## [WHAT THE TASK REQUIRES]
Copy out word for word the lines of the entries below, starting at the line that contains "long sleeve jersey?" and ending at the last line of the entries.

------------------------------------------------------------------------

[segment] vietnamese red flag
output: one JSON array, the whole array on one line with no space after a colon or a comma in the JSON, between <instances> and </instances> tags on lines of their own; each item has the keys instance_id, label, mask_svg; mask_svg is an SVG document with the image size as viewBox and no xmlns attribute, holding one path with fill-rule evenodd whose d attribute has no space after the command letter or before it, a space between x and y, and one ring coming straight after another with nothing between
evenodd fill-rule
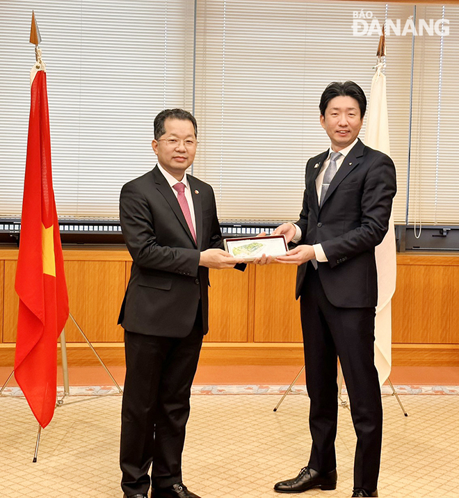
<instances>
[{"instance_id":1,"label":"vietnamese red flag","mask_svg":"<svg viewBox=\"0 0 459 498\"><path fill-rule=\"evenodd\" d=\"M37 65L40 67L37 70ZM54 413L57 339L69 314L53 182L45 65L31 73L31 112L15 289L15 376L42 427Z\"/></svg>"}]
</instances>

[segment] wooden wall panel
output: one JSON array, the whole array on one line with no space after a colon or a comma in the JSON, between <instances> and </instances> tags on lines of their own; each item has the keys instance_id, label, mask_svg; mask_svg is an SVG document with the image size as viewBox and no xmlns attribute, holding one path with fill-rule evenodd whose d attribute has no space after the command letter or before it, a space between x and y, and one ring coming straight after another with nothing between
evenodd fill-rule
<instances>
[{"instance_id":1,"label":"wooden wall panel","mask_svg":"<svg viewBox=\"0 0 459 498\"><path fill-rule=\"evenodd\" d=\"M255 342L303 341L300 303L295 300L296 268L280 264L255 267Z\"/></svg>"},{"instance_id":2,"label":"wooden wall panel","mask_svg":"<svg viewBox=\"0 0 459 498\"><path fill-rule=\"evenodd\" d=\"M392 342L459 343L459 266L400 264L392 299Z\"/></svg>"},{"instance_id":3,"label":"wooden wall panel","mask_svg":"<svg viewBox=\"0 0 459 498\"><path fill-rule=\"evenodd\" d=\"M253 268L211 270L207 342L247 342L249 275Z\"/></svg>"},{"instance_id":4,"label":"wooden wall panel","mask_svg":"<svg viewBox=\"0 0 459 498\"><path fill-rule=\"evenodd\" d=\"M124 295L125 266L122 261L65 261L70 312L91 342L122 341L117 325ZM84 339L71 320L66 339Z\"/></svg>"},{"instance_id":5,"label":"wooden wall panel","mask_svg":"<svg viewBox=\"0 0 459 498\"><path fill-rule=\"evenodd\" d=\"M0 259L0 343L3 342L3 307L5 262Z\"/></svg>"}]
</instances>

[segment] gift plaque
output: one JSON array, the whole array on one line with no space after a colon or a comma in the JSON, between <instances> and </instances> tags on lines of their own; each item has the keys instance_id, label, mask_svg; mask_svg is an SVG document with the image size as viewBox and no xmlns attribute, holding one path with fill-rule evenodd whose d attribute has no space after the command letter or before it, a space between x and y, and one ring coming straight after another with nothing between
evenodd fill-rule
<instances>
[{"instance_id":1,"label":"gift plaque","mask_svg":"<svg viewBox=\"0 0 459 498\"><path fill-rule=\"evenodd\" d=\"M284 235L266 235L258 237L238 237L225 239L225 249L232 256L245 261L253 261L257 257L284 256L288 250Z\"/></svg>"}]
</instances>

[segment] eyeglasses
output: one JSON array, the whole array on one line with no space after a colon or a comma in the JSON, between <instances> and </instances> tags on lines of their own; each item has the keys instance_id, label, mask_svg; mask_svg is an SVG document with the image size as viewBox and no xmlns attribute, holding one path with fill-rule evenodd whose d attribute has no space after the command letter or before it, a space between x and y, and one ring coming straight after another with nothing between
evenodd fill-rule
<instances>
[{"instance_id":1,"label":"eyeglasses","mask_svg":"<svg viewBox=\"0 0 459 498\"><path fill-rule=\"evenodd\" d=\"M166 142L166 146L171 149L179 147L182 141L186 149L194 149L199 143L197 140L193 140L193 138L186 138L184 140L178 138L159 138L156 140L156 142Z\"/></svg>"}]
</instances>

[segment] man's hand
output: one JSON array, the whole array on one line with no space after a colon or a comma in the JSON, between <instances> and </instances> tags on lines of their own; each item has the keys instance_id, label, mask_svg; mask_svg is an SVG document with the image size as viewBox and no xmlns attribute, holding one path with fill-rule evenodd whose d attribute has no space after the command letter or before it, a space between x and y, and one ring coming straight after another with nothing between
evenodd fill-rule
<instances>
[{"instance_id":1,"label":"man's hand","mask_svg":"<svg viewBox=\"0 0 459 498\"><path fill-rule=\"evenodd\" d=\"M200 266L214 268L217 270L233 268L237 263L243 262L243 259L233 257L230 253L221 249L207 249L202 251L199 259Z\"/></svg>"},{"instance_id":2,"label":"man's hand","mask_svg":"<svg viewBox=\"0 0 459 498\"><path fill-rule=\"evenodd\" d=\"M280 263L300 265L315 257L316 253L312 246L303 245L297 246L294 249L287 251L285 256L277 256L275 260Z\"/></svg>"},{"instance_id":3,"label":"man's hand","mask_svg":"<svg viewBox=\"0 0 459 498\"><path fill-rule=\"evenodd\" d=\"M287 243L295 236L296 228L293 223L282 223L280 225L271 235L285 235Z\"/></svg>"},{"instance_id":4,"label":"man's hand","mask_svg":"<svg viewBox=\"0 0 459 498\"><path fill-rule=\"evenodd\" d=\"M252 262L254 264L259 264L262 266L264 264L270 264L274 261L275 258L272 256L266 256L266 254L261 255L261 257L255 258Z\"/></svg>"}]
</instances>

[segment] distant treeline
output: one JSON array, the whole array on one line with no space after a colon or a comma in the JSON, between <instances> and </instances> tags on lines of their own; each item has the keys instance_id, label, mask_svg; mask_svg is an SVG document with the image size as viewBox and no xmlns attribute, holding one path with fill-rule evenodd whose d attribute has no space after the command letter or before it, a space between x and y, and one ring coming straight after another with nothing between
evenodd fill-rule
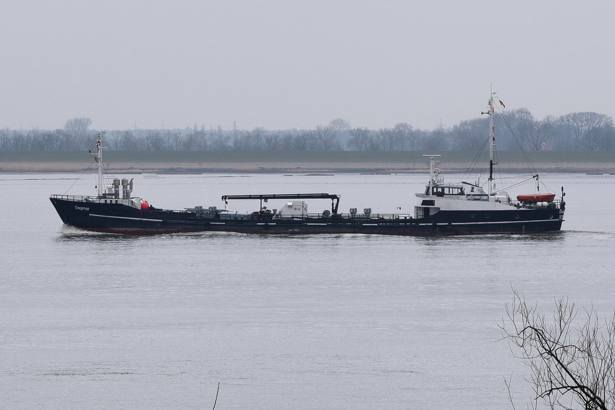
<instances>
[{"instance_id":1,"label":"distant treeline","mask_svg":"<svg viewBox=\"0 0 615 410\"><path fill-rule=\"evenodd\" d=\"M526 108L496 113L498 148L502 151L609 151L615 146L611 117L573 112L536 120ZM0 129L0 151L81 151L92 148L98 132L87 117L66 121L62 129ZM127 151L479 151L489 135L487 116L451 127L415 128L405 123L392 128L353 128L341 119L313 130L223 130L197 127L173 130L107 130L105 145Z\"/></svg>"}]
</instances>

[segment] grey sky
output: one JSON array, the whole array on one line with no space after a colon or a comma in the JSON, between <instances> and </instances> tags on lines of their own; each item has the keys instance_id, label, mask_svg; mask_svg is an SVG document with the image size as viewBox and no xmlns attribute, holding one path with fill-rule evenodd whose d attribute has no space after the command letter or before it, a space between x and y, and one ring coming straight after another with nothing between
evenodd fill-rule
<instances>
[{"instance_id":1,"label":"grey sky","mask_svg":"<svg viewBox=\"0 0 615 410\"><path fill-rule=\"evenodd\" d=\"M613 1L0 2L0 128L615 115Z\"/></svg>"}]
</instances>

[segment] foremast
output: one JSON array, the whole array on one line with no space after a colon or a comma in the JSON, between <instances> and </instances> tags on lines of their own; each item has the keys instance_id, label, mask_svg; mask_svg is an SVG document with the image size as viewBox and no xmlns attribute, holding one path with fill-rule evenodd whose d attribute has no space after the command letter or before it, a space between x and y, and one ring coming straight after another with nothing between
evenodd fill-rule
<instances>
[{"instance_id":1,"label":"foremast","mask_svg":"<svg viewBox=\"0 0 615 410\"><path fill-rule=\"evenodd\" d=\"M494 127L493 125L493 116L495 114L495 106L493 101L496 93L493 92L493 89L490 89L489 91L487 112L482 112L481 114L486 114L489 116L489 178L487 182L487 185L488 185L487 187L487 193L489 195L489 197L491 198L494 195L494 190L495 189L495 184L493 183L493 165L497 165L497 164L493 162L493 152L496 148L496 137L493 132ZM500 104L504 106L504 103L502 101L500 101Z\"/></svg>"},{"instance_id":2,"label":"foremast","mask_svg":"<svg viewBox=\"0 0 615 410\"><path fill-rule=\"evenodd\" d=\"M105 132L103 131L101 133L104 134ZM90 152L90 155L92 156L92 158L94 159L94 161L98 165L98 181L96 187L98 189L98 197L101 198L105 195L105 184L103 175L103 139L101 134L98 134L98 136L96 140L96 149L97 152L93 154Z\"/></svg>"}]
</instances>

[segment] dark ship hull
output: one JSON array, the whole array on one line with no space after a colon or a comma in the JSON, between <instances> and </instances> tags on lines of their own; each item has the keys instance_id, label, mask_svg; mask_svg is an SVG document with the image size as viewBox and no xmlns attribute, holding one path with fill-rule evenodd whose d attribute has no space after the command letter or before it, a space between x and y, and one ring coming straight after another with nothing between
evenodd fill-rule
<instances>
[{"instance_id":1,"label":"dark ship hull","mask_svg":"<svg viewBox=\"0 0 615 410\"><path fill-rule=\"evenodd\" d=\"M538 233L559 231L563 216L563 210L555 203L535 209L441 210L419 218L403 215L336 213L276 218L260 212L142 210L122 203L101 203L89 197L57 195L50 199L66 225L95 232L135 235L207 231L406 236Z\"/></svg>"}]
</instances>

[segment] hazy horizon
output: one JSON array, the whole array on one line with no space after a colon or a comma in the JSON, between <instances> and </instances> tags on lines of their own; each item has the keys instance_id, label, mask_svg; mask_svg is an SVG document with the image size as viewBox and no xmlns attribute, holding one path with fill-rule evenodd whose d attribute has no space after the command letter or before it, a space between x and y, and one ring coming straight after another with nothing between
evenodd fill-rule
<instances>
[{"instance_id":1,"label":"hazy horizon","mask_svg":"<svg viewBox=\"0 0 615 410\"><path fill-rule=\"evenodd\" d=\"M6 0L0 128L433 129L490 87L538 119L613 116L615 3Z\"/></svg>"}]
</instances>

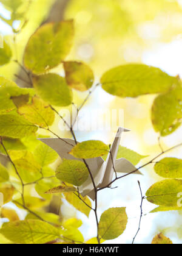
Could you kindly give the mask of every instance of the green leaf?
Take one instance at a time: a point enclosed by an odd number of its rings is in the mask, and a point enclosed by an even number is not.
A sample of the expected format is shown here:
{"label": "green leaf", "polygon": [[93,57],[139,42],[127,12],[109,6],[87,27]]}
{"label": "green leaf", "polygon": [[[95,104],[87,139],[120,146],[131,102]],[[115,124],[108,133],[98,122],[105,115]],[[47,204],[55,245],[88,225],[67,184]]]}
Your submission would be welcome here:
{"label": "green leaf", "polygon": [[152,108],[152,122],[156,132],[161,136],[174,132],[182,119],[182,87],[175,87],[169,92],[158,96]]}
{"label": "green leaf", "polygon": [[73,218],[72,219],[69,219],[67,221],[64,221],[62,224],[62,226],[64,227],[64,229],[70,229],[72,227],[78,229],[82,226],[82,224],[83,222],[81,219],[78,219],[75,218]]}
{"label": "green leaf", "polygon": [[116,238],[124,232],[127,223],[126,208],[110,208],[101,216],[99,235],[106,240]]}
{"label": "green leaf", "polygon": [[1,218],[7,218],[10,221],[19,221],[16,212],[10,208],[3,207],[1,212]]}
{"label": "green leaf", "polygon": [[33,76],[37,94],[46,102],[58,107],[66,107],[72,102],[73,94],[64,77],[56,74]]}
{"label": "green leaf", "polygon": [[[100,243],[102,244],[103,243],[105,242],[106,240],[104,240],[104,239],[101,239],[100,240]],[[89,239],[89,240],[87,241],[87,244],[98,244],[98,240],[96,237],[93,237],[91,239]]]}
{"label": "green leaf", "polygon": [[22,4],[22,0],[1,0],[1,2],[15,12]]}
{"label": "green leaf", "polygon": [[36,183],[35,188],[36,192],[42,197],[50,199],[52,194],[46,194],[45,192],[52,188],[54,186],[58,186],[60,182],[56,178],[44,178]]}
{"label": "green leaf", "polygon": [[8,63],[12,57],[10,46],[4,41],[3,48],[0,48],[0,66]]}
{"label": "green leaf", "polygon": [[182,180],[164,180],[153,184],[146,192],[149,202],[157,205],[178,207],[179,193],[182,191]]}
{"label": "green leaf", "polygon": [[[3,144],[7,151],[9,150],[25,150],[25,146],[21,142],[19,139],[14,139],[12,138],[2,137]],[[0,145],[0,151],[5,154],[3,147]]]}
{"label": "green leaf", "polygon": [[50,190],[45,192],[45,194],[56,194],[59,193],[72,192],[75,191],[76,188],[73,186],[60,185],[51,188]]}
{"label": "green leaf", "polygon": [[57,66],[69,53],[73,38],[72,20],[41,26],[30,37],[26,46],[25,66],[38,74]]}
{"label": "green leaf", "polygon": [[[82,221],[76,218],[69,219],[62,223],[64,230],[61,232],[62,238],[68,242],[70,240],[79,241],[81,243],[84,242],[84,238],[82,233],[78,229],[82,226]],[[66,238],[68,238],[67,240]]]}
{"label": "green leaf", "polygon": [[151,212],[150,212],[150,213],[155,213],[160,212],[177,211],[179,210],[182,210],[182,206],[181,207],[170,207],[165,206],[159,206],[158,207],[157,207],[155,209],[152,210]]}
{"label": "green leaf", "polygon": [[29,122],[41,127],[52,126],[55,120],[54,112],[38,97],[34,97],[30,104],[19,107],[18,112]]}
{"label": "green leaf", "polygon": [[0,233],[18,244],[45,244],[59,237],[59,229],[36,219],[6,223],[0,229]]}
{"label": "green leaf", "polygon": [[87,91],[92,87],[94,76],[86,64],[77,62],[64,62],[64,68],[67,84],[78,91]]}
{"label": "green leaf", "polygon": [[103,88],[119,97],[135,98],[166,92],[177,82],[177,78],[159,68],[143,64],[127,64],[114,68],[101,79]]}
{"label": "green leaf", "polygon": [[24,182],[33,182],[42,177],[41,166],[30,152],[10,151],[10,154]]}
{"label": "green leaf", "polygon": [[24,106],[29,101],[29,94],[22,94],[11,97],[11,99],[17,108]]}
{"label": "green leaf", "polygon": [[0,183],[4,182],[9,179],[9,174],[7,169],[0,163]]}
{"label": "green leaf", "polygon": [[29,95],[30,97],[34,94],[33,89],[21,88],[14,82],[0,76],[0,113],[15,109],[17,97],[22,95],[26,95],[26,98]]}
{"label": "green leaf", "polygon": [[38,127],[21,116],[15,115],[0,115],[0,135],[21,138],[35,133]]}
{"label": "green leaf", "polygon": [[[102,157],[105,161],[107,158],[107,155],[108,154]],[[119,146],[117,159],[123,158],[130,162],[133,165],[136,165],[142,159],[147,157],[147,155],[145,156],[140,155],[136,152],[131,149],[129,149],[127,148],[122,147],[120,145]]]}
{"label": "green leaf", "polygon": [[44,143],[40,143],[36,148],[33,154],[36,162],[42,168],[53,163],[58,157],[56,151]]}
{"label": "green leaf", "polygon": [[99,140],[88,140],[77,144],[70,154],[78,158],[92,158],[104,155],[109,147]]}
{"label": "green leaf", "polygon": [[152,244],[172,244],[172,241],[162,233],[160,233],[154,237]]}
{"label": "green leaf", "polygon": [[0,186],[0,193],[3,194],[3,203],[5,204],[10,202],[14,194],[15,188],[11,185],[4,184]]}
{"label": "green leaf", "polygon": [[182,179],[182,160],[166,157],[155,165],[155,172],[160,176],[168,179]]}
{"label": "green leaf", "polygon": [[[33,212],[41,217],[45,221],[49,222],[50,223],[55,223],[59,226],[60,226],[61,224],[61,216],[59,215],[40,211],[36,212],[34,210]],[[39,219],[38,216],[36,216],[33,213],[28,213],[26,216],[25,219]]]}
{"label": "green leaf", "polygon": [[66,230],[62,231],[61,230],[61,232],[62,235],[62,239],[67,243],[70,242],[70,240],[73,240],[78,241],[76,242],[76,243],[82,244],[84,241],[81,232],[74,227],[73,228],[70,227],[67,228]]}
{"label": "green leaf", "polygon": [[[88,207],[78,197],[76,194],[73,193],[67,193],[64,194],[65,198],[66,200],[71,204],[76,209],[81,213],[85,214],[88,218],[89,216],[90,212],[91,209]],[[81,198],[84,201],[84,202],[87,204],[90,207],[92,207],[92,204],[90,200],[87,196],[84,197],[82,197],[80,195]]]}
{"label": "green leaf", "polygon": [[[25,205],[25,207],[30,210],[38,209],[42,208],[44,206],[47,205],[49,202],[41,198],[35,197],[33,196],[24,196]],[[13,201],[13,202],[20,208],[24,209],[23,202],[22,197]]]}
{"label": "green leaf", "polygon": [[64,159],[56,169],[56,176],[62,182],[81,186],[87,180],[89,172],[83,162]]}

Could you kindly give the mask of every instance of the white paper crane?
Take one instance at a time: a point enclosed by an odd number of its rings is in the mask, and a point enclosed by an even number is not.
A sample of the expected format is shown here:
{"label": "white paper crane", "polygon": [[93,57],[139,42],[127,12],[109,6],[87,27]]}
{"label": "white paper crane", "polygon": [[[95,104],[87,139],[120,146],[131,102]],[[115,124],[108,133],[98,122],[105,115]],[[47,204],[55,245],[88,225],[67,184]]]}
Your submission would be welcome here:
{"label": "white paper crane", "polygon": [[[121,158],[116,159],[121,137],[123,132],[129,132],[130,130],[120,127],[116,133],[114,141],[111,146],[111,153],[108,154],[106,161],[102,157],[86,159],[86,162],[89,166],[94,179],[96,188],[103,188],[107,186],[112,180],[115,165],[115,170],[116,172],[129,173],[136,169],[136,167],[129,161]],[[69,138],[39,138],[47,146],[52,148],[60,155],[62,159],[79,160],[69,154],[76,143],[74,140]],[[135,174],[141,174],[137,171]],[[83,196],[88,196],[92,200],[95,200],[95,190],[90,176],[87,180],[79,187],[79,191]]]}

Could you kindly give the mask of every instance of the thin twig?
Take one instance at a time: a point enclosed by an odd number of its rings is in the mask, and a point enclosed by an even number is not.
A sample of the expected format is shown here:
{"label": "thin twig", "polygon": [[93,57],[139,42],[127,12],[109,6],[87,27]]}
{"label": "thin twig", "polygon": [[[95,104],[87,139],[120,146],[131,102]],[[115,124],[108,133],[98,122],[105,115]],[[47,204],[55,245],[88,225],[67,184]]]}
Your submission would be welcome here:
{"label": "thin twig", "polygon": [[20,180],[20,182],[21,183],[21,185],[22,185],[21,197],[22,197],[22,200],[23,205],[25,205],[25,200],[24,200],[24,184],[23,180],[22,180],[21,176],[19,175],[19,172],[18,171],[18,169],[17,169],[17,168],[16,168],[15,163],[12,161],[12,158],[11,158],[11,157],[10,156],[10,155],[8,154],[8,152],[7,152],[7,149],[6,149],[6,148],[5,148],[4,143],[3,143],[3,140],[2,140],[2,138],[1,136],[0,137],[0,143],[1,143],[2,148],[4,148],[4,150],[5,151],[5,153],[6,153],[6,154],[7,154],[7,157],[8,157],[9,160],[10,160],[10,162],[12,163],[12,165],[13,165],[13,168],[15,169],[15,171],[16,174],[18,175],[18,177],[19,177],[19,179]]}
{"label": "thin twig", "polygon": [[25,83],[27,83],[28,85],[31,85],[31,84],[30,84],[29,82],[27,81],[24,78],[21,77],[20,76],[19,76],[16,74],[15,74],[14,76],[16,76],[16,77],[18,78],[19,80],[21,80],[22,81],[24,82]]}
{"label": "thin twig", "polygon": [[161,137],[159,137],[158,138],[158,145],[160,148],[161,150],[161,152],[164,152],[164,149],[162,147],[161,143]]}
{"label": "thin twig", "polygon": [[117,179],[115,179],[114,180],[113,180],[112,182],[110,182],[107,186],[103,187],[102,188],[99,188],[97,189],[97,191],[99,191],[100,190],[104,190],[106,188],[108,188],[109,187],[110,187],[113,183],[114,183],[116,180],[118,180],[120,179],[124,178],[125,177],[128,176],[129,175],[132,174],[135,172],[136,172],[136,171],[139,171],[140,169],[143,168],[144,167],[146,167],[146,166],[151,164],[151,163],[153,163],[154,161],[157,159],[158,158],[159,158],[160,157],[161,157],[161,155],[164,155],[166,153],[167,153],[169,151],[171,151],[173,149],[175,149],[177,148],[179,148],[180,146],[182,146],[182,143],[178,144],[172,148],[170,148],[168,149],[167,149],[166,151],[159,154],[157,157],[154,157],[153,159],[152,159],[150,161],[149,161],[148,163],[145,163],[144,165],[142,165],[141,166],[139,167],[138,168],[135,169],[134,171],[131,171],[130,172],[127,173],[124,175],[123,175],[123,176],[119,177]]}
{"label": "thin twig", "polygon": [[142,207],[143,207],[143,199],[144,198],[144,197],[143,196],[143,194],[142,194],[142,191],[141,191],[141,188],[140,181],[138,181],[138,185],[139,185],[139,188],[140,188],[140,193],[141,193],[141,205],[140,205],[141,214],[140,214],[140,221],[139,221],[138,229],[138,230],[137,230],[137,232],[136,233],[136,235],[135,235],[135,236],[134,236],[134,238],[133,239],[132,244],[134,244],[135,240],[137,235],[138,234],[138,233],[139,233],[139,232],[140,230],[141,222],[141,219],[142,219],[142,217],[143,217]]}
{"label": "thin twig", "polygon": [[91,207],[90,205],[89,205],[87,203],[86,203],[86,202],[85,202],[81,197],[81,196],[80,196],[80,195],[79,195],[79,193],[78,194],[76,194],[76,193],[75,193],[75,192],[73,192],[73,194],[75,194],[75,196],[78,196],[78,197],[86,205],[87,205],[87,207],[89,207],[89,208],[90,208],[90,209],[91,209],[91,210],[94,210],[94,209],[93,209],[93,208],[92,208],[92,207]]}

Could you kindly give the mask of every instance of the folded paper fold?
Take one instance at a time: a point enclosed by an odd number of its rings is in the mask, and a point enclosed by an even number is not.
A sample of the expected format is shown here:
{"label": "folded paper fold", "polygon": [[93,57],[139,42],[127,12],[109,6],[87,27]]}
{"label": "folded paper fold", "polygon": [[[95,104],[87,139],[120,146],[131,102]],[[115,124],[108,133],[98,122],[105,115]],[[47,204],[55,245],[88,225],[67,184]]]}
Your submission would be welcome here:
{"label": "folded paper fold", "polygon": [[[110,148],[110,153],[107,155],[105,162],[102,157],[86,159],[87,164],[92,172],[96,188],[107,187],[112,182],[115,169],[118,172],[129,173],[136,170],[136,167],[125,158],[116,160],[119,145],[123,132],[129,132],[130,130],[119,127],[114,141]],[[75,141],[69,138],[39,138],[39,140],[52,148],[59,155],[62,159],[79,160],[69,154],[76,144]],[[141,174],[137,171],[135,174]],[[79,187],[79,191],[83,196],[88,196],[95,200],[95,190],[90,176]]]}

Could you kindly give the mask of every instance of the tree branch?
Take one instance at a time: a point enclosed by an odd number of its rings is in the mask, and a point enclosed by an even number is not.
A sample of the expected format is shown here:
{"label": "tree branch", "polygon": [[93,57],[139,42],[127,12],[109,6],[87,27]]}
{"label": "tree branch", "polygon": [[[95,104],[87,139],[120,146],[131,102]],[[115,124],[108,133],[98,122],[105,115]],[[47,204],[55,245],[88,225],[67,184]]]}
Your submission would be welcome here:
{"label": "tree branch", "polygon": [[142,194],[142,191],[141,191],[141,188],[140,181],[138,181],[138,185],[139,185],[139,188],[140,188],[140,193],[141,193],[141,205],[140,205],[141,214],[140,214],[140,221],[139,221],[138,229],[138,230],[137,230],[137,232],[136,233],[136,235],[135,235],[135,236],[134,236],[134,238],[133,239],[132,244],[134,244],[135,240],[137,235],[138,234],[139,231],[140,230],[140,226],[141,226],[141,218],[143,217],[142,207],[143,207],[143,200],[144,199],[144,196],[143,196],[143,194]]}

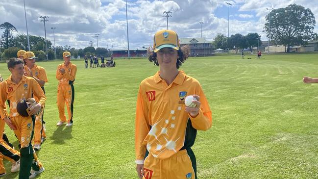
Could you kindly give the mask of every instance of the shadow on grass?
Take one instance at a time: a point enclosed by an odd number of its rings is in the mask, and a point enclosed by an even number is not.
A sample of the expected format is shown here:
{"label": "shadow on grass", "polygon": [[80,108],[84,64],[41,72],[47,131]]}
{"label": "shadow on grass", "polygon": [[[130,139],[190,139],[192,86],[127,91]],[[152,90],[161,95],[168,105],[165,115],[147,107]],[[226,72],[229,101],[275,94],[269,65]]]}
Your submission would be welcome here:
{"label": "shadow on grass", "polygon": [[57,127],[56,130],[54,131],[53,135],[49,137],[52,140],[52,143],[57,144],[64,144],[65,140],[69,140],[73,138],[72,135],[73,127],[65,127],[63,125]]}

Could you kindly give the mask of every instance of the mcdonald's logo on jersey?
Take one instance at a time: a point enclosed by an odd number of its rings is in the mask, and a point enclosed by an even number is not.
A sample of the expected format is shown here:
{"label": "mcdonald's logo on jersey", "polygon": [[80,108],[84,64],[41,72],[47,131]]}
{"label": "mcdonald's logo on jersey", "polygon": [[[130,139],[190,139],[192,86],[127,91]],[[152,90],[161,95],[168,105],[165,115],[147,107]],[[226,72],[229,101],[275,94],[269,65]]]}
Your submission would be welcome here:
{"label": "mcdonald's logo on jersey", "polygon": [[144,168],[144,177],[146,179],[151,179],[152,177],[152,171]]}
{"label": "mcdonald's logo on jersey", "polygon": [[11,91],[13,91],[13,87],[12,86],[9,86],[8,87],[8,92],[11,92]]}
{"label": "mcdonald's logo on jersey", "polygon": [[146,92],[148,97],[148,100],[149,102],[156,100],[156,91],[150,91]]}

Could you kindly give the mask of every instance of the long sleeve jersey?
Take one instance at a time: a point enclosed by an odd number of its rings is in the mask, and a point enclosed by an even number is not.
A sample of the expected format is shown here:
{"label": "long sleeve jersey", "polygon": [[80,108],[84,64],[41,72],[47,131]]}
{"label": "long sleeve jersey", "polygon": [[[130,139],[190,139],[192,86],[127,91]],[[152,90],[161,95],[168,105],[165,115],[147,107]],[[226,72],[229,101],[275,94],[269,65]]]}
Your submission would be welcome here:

------------------------------------------------------------------------

## [FINISHED ANSWER]
Could you kindly give the mask of every instance of the long sleeve jersey?
Take one instance at a time: a point enclosed by an odd number of its rings is in the mask, and a point enclosed by an even number is not.
A sample of the expected format is shown here:
{"label": "long sleeve jersey", "polygon": [[80,108],[84,64],[41,72],[47,131]]}
{"label": "long sleeve jersey", "polygon": [[[130,139],[190,139],[192,86],[127,91]],[[152,90],[161,95],[168,105],[165,115],[147,107]],[[226,72],[229,101],[275,94],[269,65]]]}
Your submission would be welcome here:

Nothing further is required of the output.